WHAT YOU ARE ASKED TO DO:
Among the entries below, find each line with "image" and show it.

DATA FOR PROCESSING:

____________________

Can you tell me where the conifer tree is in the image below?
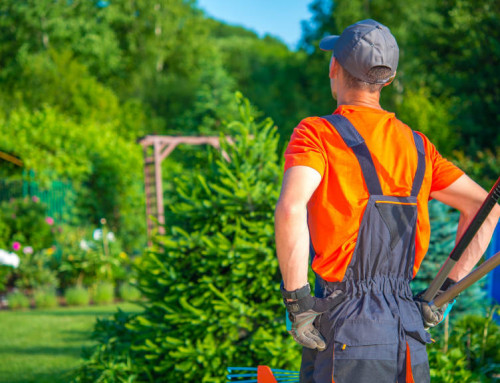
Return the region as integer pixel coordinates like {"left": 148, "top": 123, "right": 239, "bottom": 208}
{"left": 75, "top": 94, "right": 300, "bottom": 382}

____________________

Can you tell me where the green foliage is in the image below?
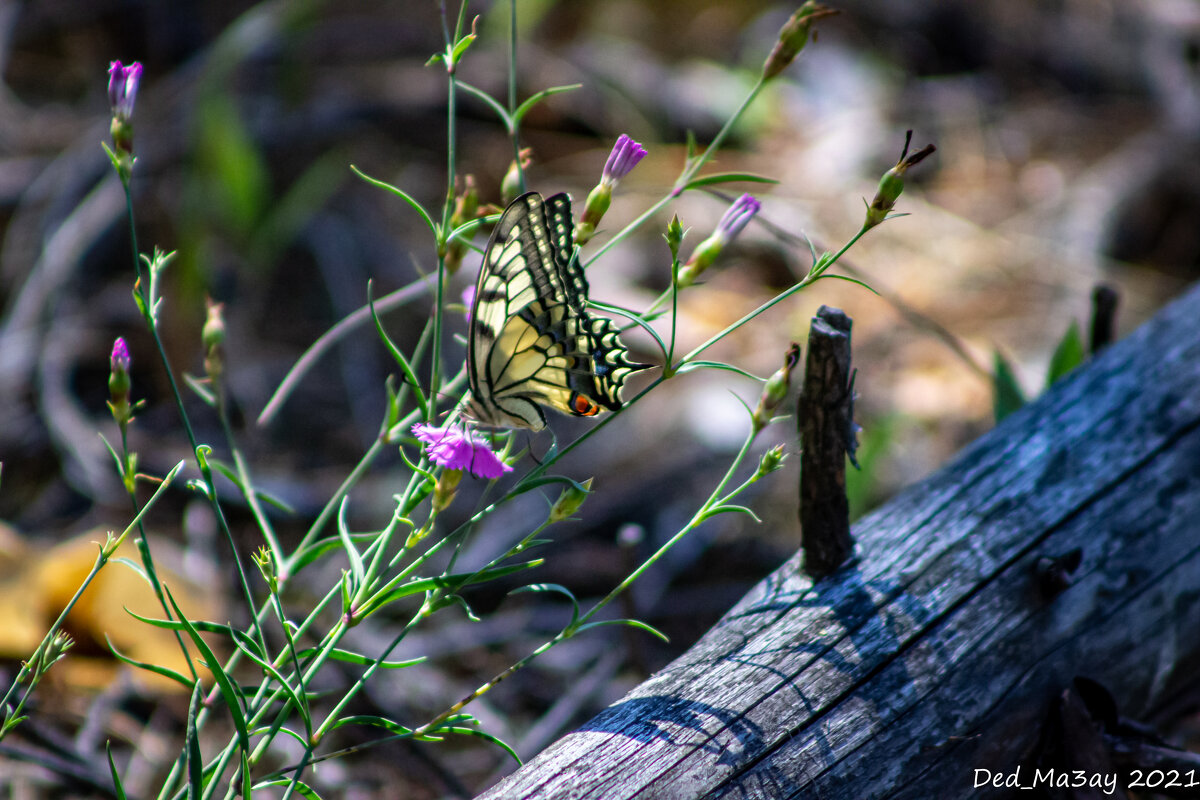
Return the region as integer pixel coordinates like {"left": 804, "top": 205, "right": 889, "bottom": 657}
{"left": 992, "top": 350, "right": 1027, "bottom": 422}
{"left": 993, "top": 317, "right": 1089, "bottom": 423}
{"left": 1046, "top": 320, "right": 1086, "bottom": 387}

____________________

EXERCISE RESULT:
Can you tell me where the conifer tree is in the image below?
Can you tell me where the green foliage is in the image below?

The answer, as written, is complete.